▸ Given data:
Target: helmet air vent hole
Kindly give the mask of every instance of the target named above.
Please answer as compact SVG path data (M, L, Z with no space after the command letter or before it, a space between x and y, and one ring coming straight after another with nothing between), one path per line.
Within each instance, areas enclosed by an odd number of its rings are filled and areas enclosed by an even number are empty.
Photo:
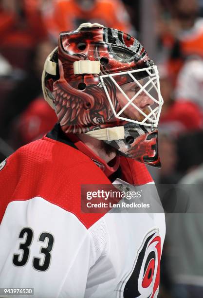
M86 88L86 84L85 83L79 83L77 85L77 88L79 90L84 90Z
M100 62L102 65L106 65L109 63L109 59L107 57L102 57Z
M79 42L77 44L77 48L80 51L84 51L86 47L86 44L85 42Z
M134 142L134 138L131 135L129 135L126 139L128 144L132 144Z
M91 104L90 102L86 102L84 105L84 108L85 109L85 110L90 110L91 108Z

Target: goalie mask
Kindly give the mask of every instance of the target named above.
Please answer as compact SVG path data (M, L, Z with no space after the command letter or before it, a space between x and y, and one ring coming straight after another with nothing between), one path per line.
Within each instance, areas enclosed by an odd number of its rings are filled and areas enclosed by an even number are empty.
M42 89L65 133L87 133L160 167L158 73L134 37L98 24L62 32L45 62Z

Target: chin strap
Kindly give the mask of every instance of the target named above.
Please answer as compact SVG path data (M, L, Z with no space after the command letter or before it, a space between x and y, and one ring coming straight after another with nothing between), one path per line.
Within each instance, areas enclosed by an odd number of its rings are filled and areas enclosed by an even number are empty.
M124 127L108 127L106 129L89 131L85 134L88 134L97 140L115 141L125 138Z

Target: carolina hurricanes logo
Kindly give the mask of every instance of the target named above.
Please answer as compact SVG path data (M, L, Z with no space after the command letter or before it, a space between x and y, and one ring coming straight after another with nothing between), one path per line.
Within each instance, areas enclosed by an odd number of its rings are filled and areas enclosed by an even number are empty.
M155 229L145 237L134 266L123 282L124 298L157 297L161 253L161 238L158 230Z

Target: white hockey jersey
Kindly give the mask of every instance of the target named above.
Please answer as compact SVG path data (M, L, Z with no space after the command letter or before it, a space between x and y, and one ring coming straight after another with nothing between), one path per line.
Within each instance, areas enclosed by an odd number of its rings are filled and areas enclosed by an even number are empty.
M24 297L37 298L156 297L164 214L83 213L81 185L111 182L50 135L0 164L0 287L34 288ZM122 157L120 168L128 183L151 183L137 162Z

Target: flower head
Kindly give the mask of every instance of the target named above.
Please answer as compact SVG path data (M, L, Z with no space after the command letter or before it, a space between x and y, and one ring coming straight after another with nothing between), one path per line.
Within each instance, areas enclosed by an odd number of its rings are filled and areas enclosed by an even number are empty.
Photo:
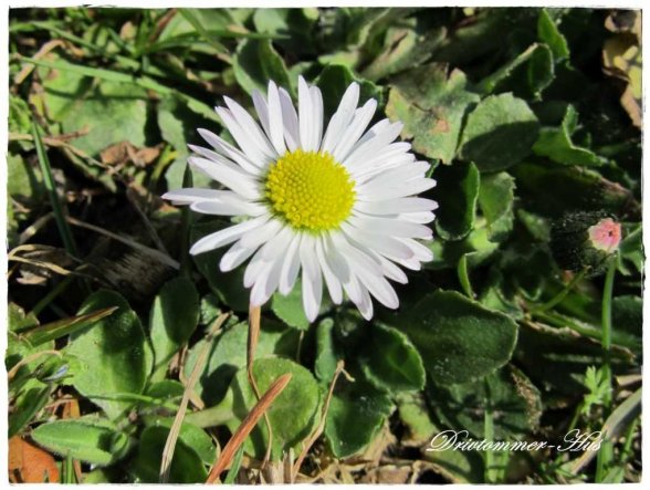
M323 97L298 80L297 112L284 88L269 83L268 96L253 93L260 124L224 97L217 107L239 146L206 129L212 149L190 146L189 164L229 190L187 188L164 197L197 212L248 219L203 237L192 254L230 246L219 264L230 271L250 259L244 285L251 304L279 290L289 294L302 270L303 305L310 321L321 306L323 283L332 301L343 293L366 319L370 295L399 305L388 279L406 283L398 267L419 270L431 260L426 223L438 205L415 197L436 181L429 164L416 161L410 144L394 143L401 123L379 121L367 129L377 102L358 107L359 85L346 90L325 127Z

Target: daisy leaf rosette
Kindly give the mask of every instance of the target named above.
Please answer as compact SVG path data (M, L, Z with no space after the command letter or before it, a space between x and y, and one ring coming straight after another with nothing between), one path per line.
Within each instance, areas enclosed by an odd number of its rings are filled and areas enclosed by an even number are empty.
M273 81L266 96L252 97L259 123L229 97L216 108L237 146L207 129L199 134L211 148L190 146L189 165L226 189L184 188L164 196L196 212L239 218L198 240L190 253L229 246L219 263L223 272L250 259L243 285L251 289L253 306L275 291L289 294L302 272L310 322L325 288L335 304L345 293L367 320L371 296L398 307L389 280L406 283L402 268L419 270L432 259L421 241L432 239L427 225L438 207L417 196L436 181L411 145L396 140L402 124L384 118L368 128L377 101L359 106L357 83L327 125L321 90L303 77L297 110Z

▸ What is asked: Turn the rows starting with the line that contains "Target: chin strap" and going on through the line that contains "M24 297L37 298L156" into a JSON list of strings, one string per line and no blank lines.

▸ Output for this exercise:
[
  "Target: chin strap",
  "Kindly give the mask of every instance of the target named above.",
  "Please answer as compact SVG path data (M, L, Z with no space after the command letter or before it, a space between x and y, and one ring coming straight after another with nothing between), one path per line.",
  "Within each instance, areas enclosed by an odd number of its rings are filled and areas enclosed by an even number are empty.",
  "M124 127L108 127L106 129L89 131L85 134L88 134L97 140L115 141L125 138Z",
  "Target: carolina hurricanes logo",
  "Kindly give the mask of every instance of the target named above.",
  "Please answer as compact SVG path data (M, L, Z with no space after the command letter or before it, a space between x and y, and one ring coming straight after another with nothing between), one path per line.",
  "Within each instance, areas enclosed by an odd number of its rings are filled and areas enclosed by an even number are empty.",
  "M155 229L145 237L134 266L123 282L124 298L157 297L161 253L161 238L158 230Z",
  "Target: white hockey jersey",
  "Kindly give the mask of every instance of the target named above.",
  "Please answer as compact SVG path data (M, L, Z with no space after the command letter or before it, a space between x and y, and one ring coming straight after another with nothing between), one path per line.",
  "Within each instance, areas enclosed by an odd number of its rings are filled and areas enclosed by an even number are empty.",
  "M24 297L37 298L156 297L164 214L83 213L81 185L111 182L50 135L0 164L0 287L34 288ZM122 157L120 168L128 183L151 183L137 162Z"
]